On November 3, 2016, he was waived by the Elasto Painters.

===Mahindra Floodbuster===
He was signed by the Floodbuster.

=== J&T Express ===
In 2022, Teng joined the PBA 3x3 team J&T Express.

== Political career ==
Teng ran and won in the 2025 Quezon local elections as councilor of Gumaca.

==Career statistics==

Correct as of October 26, 2015

===PBA season-by-season averages===

| Year | Team | GP | MPG | FG% | 3P% | FT% | RPG | APG | SPG | BPG | PPG |
|---|---|---|---|---|---|---|---|---|---|---|---|
| 2013–14 | Rain or Shine | 45 | 10.0 | .285 | .171 | .702 | 1.3 | .6 | .1 | .1 | 2.6 |
| 2014–15 | Rain or Shine | 19 | 9.2 | .378 | .255 | .591 | 1.3 | .2 | .2 | .2 | 3.8 |
| 2015–16 | Rain or Shine | 19 | 9.3 | .426 | .273 | .500 | 1.4 | .3 | .1 | .1 | 3.6 |
| Career |  | 83 | 9.6 | .347 | .238 | .649 | 1.3 | .5 | .1 | .1 | 3.1 |

=== College averages ===

| Year | Team | GP | MPG | FG% | 3P% | FT% | RPG | APG | SPG | BPG | PPG |
| 2009-10 | UST | 15 | 23.3 | .400 | .262 | .794 | 4.4 | 1.5 | .8 | .2 | 11.3 |
| 2010-11 | 14 | 29.4 | .347 | .338 | .690 | 4.3 | 1.9 | .8 | .1 | 12.9 |
| 2011-12 | 12 | 29.4 | .313 | .242 | .754 | 4.7 | 2.4 | .8 | .3 | 13.5 |
| 2012-13 | 12 | 30.8 | .399 | .358 | .703 | 5.0 | 1.4 | .8 | .0 | 15.0 |
| 2013-14 | 12 | 29.3 | .374 | .275 | .778 | 4.7 | 1.9 | .6 | .0 | 14.9 |
| Career |  | 65 | 28.3 | .365 | .298 | .750 | 4.6 | 1.8 | .7 | .1 | 13.4 |

==Personal life==
Teng was born on March 18, 1991, to Alvin and Susan Teng. He is the second oldest among four siblings. He has two sisters, Alyssa and Almira and a younger brother, Jeron. His father, Alvin Teng, is a former player with the Philippine Basketball Association who won multiple titles as a member of the San Miguel Beermen. His younger brother, Jeron, is also a professional basketball player for the San Miguel Beermen. Both Jeric and Jeron played for the Xavier Golden Stallions.

# RECORD EXCERPTS
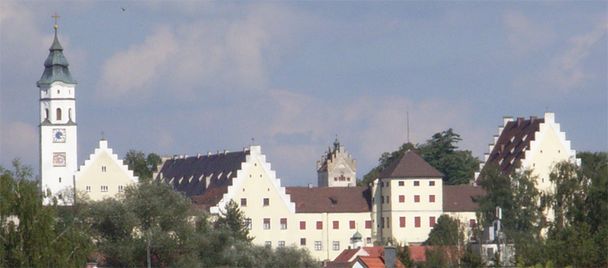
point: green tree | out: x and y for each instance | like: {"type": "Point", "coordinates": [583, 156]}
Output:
{"type": "Point", "coordinates": [446, 232]}
{"type": "Point", "coordinates": [458, 166]}
{"type": "Point", "coordinates": [143, 166]}
{"type": "Point", "coordinates": [441, 152]}
{"type": "Point", "coordinates": [37, 235]}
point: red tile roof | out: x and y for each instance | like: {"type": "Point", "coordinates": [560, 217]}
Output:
{"type": "Point", "coordinates": [204, 178]}
{"type": "Point", "coordinates": [457, 198]}
{"type": "Point", "coordinates": [512, 143]}
{"type": "Point", "coordinates": [330, 199]}
{"type": "Point", "coordinates": [410, 165]}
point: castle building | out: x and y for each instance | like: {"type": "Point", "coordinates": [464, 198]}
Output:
{"type": "Point", "coordinates": [534, 144]}
{"type": "Point", "coordinates": [325, 220]}
{"type": "Point", "coordinates": [103, 175]}
{"type": "Point", "coordinates": [58, 129]}
{"type": "Point", "coordinates": [337, 168]}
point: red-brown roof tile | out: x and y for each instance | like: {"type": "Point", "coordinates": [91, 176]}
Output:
{"type": "Point", "coordinates": [330, 199]}
{"type": "Point", "coordinates": [457, 198]}
{"type": "Point", "coordinates": [512, 143]}
{"type": "Point", "coordinates": [410, 165]}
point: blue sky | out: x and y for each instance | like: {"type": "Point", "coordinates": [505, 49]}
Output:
{"type": "Point", "coordinates": [188, 77]}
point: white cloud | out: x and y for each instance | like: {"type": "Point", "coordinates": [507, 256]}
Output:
{"type": "Point", "coordinates": [18, 140]}
{"type": "Point", "coordinates": [566, 71]}
{"type": "Point", "coordinates": [233, 53]}
{"type": "Point", "coordinates": [525, 35]}
{"type": "Point", "coordinates": [138, 67]}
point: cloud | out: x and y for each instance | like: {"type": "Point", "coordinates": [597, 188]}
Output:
{"type": "Point", "coordinates": [138, 67]}
{"type": "Point", "coordinates": [18, 140]}
{"type": "Point", "coordinates": [204, 54]}
{"type": "Point", "coordinates": [566, 71]}
{"type": "Point", "coordinates": [525, 35]}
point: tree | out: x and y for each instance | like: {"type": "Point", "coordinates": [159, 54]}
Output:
{"type": "Point", "coordinates": [150, 224]}
{"type": "Point", "coordinates": [143, 166]}
{"type": "Point", "coordinates": [446, 232]}
{"type": "Point", "coordinates": [37, 235]}
{"type": "Point", "coordinates": [458, 166]}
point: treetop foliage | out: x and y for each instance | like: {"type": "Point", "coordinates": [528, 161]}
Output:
{"type": "Point", "coordinates": [441, 152]}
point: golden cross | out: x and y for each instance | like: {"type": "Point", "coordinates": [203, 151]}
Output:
{"type": "Point", "coordinates": [56, 17]}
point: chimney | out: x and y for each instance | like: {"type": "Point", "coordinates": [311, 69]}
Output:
{"type": "Point", "coordinates": [390, 256]}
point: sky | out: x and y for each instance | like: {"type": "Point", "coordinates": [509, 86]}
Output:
{"type": "Point", "coordinates": [188, 77]}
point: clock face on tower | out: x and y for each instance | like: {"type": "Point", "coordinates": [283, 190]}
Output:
{"type": "Point", "coordinates": [59, 159]}
{"type": "Point", "coordinates": [59, 135]}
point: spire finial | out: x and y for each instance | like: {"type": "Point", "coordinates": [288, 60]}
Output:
{"type": "Point", "coordinates": [55, 26]}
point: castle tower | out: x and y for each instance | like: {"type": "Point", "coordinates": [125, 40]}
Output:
{"type": "Point", "coordinates": [337, 168]}
{"type": "Point", "coordinates": [58, 140]}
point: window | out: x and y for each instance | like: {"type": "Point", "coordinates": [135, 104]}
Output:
{"type": "Point", "coordinates": [335, 245]}
{"type": "Point", "coordinates": [318, 246]}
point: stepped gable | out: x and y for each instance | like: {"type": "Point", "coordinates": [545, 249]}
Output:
{"type": "Point", "coordinates": [330, 199]}
{"type": "Point", "coordinates": [513, 142]}
{"type": "Point", "coordinates": [205, 176]}
{"type": "Point", "coordinates": [410, 165]}
{"type": "Point", "coordinates": [459, 198]}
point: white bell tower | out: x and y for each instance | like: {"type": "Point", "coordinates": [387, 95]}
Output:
{"type": "Point", "coordinates": [58, 139]}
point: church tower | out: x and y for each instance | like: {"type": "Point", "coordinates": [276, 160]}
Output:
{"type": "Point", "coordinates": [58, 140]}
{"type": "Point", "coordinates": [337, 168]}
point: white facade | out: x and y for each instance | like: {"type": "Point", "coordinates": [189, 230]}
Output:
{"type": "Point", "coordinates": [406, 209]}
{"type": "Point", "coordinates": [103, 175]}
{"type": "Point", "coordinates": [337, 168]}
{"type": "Point", "coordinates": [58, 138]}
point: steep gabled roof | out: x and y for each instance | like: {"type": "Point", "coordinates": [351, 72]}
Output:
{"type": "Point", "coordinates": [513, 142]}
{"type": "Point", "coordinates": [330, 199]}
{"type": "Point", "coordinates": [410, 165]}
{"type": "Point", "coordinates": [204, 176]}
{"type": "Point", "coordinates": [460, 198]}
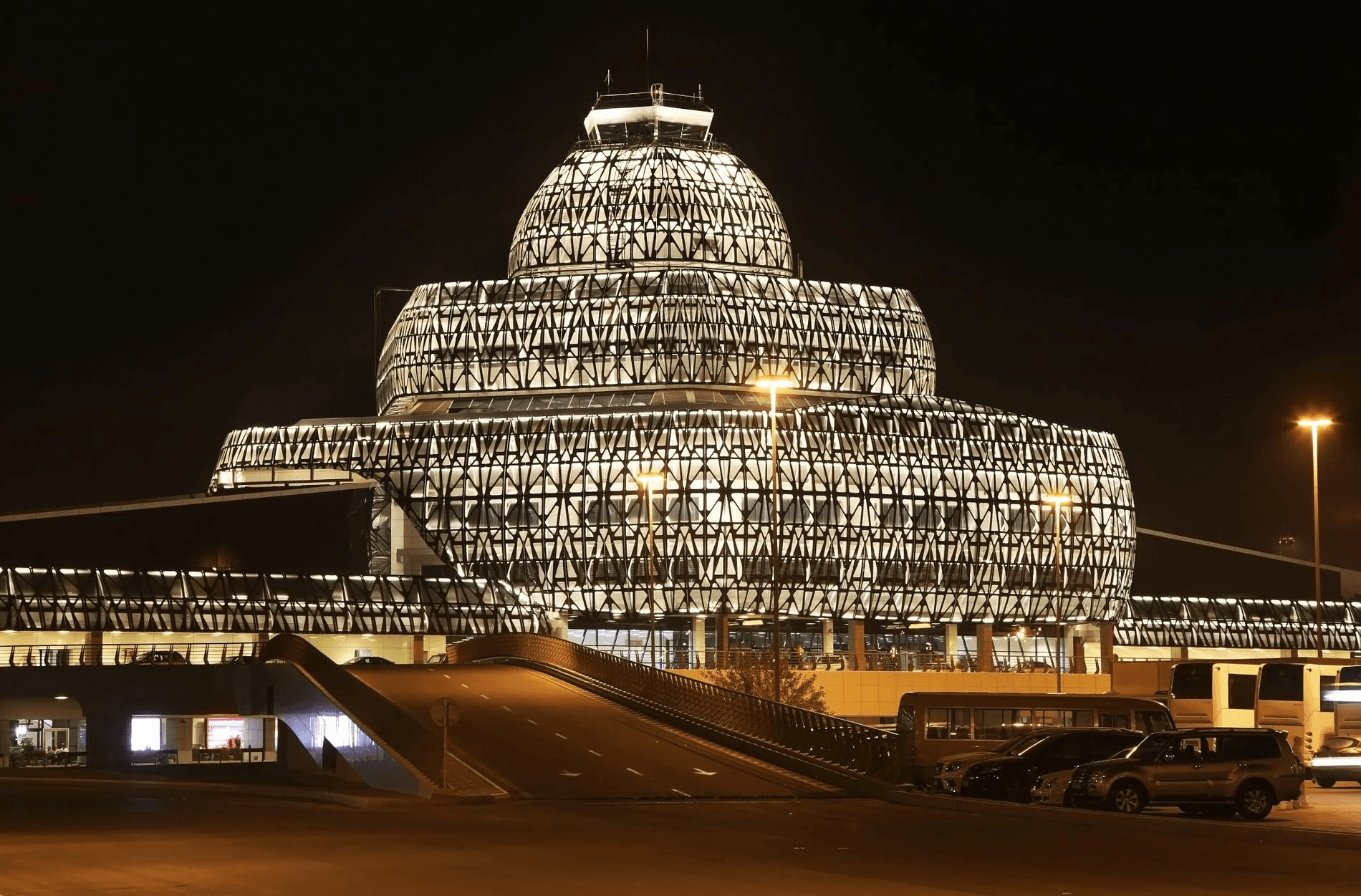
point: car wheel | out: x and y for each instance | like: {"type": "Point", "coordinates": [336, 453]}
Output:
{"type": "Point", "coordinates": [1127, 797]}
{"type": "Point", "coordinates": [1255, 801]}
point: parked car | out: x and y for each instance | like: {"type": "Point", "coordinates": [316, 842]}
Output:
{"type": "Point", "coordinates": [1202, 771]}
{"type": "Point", "coordinates": [1338, 758]}
{"type": "Point", "coordinates": [369, 661]}
{"type": "Point", "coordinates": [949, 772]}
{"type": "Point", "coordinates": [1052, 789]}
{"type": "Point", "coordinates": [160, 658]}
{"type": "Point", "coordinates": [1013, 776]}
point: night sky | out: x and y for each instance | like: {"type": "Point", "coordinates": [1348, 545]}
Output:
{"type": "Point", "coordinates": [1129, 220]}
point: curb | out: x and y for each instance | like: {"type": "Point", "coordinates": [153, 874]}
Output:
{"type": "Point", "coordinates": [1090, 817]}
{"type": "Point", "coordinates": [354, 801]}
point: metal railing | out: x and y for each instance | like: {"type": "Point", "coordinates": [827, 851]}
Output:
{"type": "Point", "coordinates": [870, 661]}
{"type": "Point", "coordinates": [154, 654]}
{"type": "Point", "coordinates": [827, 748]}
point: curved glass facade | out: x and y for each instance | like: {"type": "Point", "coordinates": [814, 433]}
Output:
{"type": "Point", "coordinates": [651, 286]}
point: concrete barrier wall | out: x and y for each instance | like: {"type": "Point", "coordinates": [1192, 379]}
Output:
{"type": "Point", "coordinates": [875, 693]}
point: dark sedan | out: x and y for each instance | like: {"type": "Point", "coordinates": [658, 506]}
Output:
{"type": "Point", "coordinates": [1011, 776]}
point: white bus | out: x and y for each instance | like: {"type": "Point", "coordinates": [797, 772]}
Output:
{"type": "Point", "coordinates": [1209, 693]}
{"type": "Point", "coordinates": [1293, 698]}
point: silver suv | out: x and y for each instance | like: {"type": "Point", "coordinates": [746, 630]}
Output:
{"type": "Point", "coordinates": [1202, 771]}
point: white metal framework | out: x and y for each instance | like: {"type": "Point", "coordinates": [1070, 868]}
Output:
{"type": "Point", "coordinates": [653, 282]}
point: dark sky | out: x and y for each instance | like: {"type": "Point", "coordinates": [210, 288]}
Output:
{"type": "Point", "coordinates": [1131, 220]}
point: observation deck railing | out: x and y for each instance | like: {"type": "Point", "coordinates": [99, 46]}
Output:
{"type": "Point", "coordinates": [852, 756]}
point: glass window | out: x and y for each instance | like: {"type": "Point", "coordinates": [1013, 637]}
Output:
{"type": "Point", "coordinates": [1281, 681]}
{"type": "Point", "coordinates": [994, 725]}
{"type": "Point", "coordinates": [948, 723]}
{"type": "Point", "coordinates": [1150, 721]}
{"type": "Point", "coordinates": [1193, 681]}
{"type": "Point", "coordinates": [1115, 719]}
{"type": "Point", "coordinates": [1243, 690]}
{"type": "Point", "coordinates": [1246, 746]}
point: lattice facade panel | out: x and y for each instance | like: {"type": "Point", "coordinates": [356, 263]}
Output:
{"type": "Point", "coordinates": [694, 327]}
{"type": "Point", "coordinates": [645, 205]}
{"type": "Point", "coordinates": [1239, 622]}
{"type": "Point", "coordinates": [125, 601]}
{"type": "Point", "coordinates": [907, 509]}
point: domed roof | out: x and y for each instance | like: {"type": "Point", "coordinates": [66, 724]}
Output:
{"type": "Point", "coordinates": [650, 190]}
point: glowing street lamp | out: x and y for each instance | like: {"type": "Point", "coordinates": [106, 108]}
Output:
{"type": "Point", "coordinates": [1314, 424]}
{"type": "Point", "coordinates": [650, 482]}
{"type": "Point", "coordinates": [1058, 501]}
{"type": "Point", "coordinates": [775, 383]}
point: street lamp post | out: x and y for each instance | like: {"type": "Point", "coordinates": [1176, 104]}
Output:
{"type": "Point", "coordinates": [775, 383]}
{"type": "Point", "coordinates": [1314, 424]}
{"type": "Point", "coordinates": [1058, 501]}
{"type": "Point", "coordinates": [651, 481]}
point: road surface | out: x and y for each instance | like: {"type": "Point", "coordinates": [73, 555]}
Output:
{"type": "Point", "coordinates": [541, 737]}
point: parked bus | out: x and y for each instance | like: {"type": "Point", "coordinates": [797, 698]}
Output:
{"type": "Point", "coordinates": [1296, 698]}
{"type": "Point", "coordinates": [1209, 693]}
{"type": "Point", "coordinates": [934, 725]}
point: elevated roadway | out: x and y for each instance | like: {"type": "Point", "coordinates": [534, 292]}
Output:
{"type": "Point", "coordinates": [541, 737]}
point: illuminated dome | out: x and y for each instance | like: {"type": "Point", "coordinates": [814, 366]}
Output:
{"type": "Point", "coordinates": [648, 188]}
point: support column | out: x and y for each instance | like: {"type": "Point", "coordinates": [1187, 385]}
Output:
{"type": "Point", "coordinates": [1107, 631]}
{"type": "Point", "coordinates": [984, 650]}
{"type": "Point", "coordinates": [92, 654]}
{"type": "Point", "coordinates": [952, 643]}
{"type": "Point", "coordinates": [721, 646]}
{"type": "Point", "coordinates": [857, 631]}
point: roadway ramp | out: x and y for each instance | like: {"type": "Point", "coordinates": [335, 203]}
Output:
{"type": "Point", "coordinates": [541, 737]}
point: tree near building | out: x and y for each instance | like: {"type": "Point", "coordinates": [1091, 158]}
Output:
{"type": "Point", "coordinates": [797, 688]}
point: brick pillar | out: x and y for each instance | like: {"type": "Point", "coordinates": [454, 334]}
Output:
{"type": "Point", "coordinates": [721, 646]}
{"type": "Point", "coordinates": [857, 631]}
{"type": "Point", "coordinates": [93, 651]}
{"type": "Point", "coordinates": [984, 650]}
{"type": "Point", "coordinates": [1107, 631]}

# INSTRUCTIONS
[1] For each statement, say yes or no according to the text on Teng, and quote the words that decide it: (a) Teng was waived by the Elasto Painters on November 3, 2016; (b) Teng is the oldest of four siblings; (c) Teng won the 2025 election as councilor of Gumaca.
[2] Update the passage of the text on Teng that begins at the words "On November 3, 2016, he" and ends after "team J&T Express.", writing it out again with "Floodbuster" changed to "Enforcer" wherever it occurs.
The listing has no connection to the text on Teng.

# PROBLEM SOLUTIONS
[1]
(a) Yes: "On November 3, 2016, he was waived by the Elasto Painters."
(b) No: "He is the second oldest among four siblings."
(c) Yes: "Teng ran and won in the 2025 Quezon local elections as councilor of Gumaca."

[2]
On November 3, 2016, he was waived by the Elasto Painters.

===Mahindra Enforcer===
He was signed by the Enforcer.

=== J&T Express ===
In 2022, Teng joined the PBA 3x3 team J&T Express.